● **ESTRATTO DELLA PAGINA**:
Guardatevi il numero e la qualità dei commenti all’articolo di Vito Biolchini: Di come da Cagliari partirà la rinascita del sardo attraverso dei fenomenali flash mob linguistici! Chi ci sta, dica “Ci seu!”
Forse ci siamo.
Forse questa volta arriviamo a quella “massa critica” che ho ipotizzato anni fa : sa vindita de Tziu Paddori
Cosa vuol dire?
Vuol dire raggiungere quel numero minimo (e sconosciuto) di parlanti del sardo che usa la nostra lingua anche in quelle situazioni in cui le convenzioni sociali non scritte ammettono soltanto l’uso dell’italiano (più o meno di Sardegna).
Come si sono instaurate quelle convenzioni sociali lo sappiamo, almeno nelle grandi linee.
Leggetevi o rileggetevi quello che ho scritto sulla storia del sardo e sul come siamo arrivati alla progressiva esclusione del sardo dalla vita pubblica: Sardegna fra tante lingue
Come far uscire il sardo dal ghetto del giro degli amici e famigliari, l’ho anche già detto tante volte in questo blog: basta mettersi a usarlo anche con gli sconosciuti.
Quando ci sarà un numero minimo di Sardi a farlo (la massa critica, appunto) per tutti i Sardi diventerà un’esperienza quotidiana l’essere apostrofati per strada nella nostra lingua.
Passato lo stupore iniziale, i Sardi troveranno normale quello che dovrebbe essere la cosa più normale del mondo: tra Sardi ci si parla in sardo.
Dopo di che, ognuno farà quello che vuole: si instaurerà una situazione di libera concorrenza tra le due lingue.
Oggi, malgrado le stupidaggini che si sentono in giro, questa libertà di scegliere non esiste, come sa bene chi come me questa cosa non solo la predica,ma la pratica anche.
Usare il sardo nel rivolgersi agli sconosciuti crea disagio.
Bisogna essere abbastanza sicuri di se per non arrendersi di fronte alle risposte inesorabilmente in italiano che si ricevono.
Per questo io avverto sempre di andarci piano, prendendo la Catalogna a modello.

● **ELENCO DEI COMPITI**:
1. Secondo l'estratto sulla lingua sarda, che cosa basta fare per far uscire il sardo dal giro degli amici e dei famigliari?
2. Riprendi l'estratto sulla lingua sarda e proseguilo a partire dalla sua ultima frase.

● **DATI**:
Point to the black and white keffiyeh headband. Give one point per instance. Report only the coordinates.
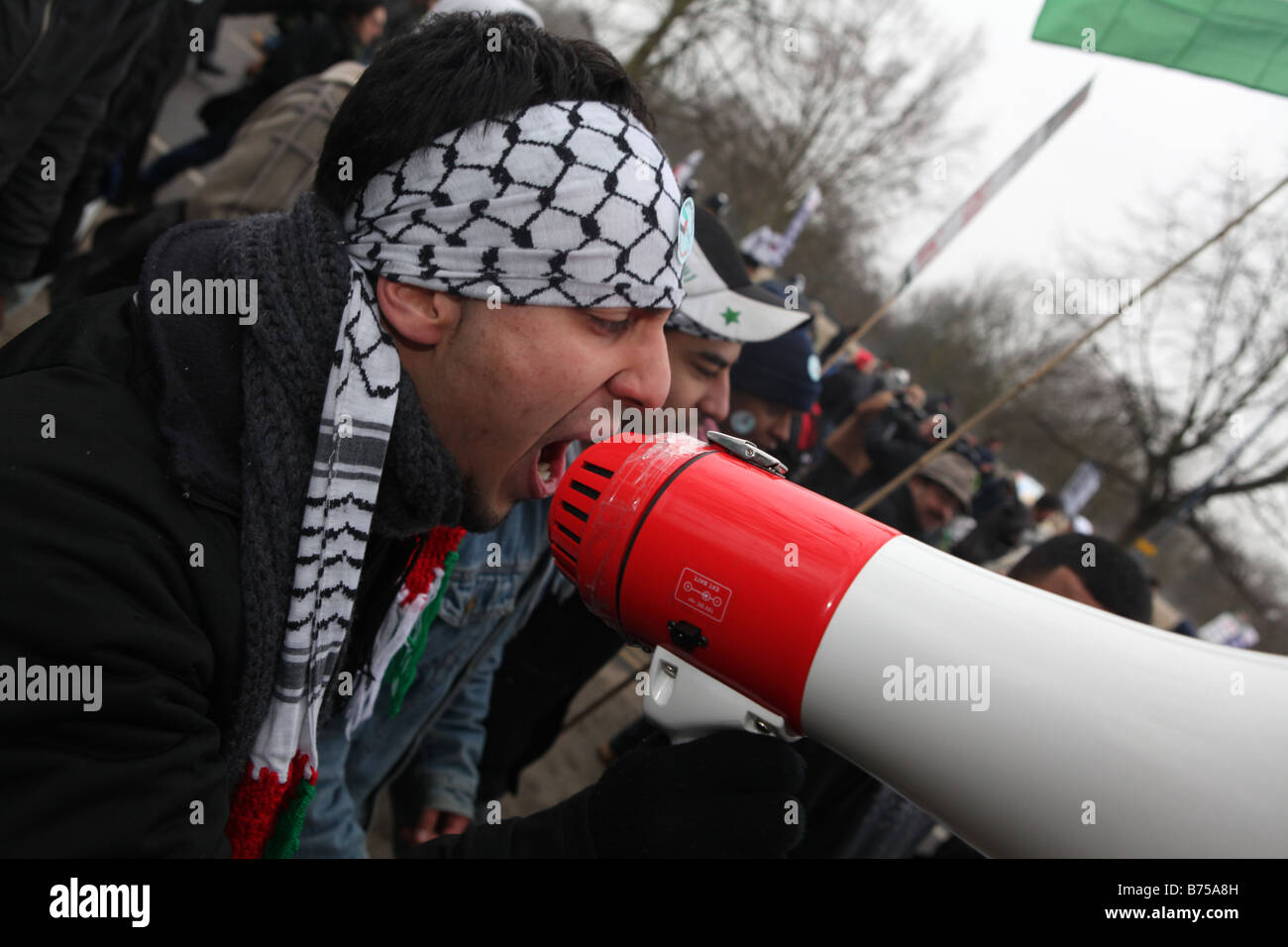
(566, 204)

● **RISPOSTE PER COMPITO**:
1. Basta mettersi a usarlo anche con gli sconosciuti.

2.
In occasione delle elezioni regionali di qualche settimana fa, sul giornale più prestigioso dell’Olanda hanno pubblicato quattro interviste con dei Catalani.
Uno di questi era figlio di non-Catalani e ha detto: “Il catalano è la lingua della borghesia. Se vuoi avere successo sociale in Catalogna, devi parlare la loro lingua.”
Il catalano è quindi la lingua della classe dirigente catalana.
In Sardegna, l’italiano è la lingua della classe dirigente isolana, compresa quella fetta che si propone come alternativa al dominio politico italiano.
ProgReS addirittura lo teorizza.
Chi vuole che il sardo si rivitalizzi si sta, di fatto, proponendo come classe dirigente della Sardegna, ma forse non se ne rende conto.
E forse è per questo che non trasforma il suo desiderio in un progetto politico che richiede dei comportamenti coerenti.
Non si può essere a favore della rivitalizzazione del sardo e poi continuare a parlare in italiano con gli sconosciuti o a usare esclusivamente l’italiano per elaborare dei ragionamenti complessi: come ho visto fare alla festa di ProgReS, l’estate scorsa e, oltretutto, da parte del suo presidente.
Far uscire il sardo dal ghetto significa fare una rivoluzione culturale dalle conseguenze inimmaginabili. Significa tagliare il cordone ombelicale con l’Italia e con quella scuola che ci ha traumatizzato da bambini.
Per poter fare questa rivoluzione al di fuori di noi, dobbiamo prima farla dentro di noi: dobbiamo liberarci dalla cultura italiana e dai suoi condizionamenti psicologici.
Questa è una cosa estremamente difficile da fare se ci si prova da soli.
Non so se io ci sarei riuscito se non vivessi in Olanda da 30 anni e se non avessi frequentato qui l’università.
Ecco perché l’iniziativa della Fondazione Sardinia è così importante.
Permette ai sardoparlanti di uscire dall’isolamento.
Ma ancora più importante è la presa di posizione di Vito Biolchini.
Vito sa di essere parte della classe dirigente sarda e si comporta coerentemente con la sua visione della Sardegna.
Io e Vito condividiamo la visione di quella che può essere l’unica soluzione dei nostri problemi: un rinnovamento radicale della classe dirigente della Sardegna.
Ma questo rinnovamento non può che passare attraverso la lingua–perno della cultura–e la cultura stessa.
Abbiamo bisogno di una Sardegna sarda e non più coglionizzata dalla cultura di un paese che è lo zimbello d’Europa, come Berlusconi resuscitato ci ha ricordato.
Ecco perché suonano velleitari, patetici e anche ridicoli gli appelli dei vari gruppi indipendentisti che si limitano a proporre se stessi come nuova classe dirigente.
Si, insomma, “Vota Antonio La Trippa”.
Manca qualsiasi visione del come arrivare a quell’indipendenza culturale e psicologica della maggioranza dei Sardi, cioè dell’unica cosa che possa portare i Sardi a scegliere democraticamente per l’indipendenza politica.
“Vota per me che sono meglio di lui!”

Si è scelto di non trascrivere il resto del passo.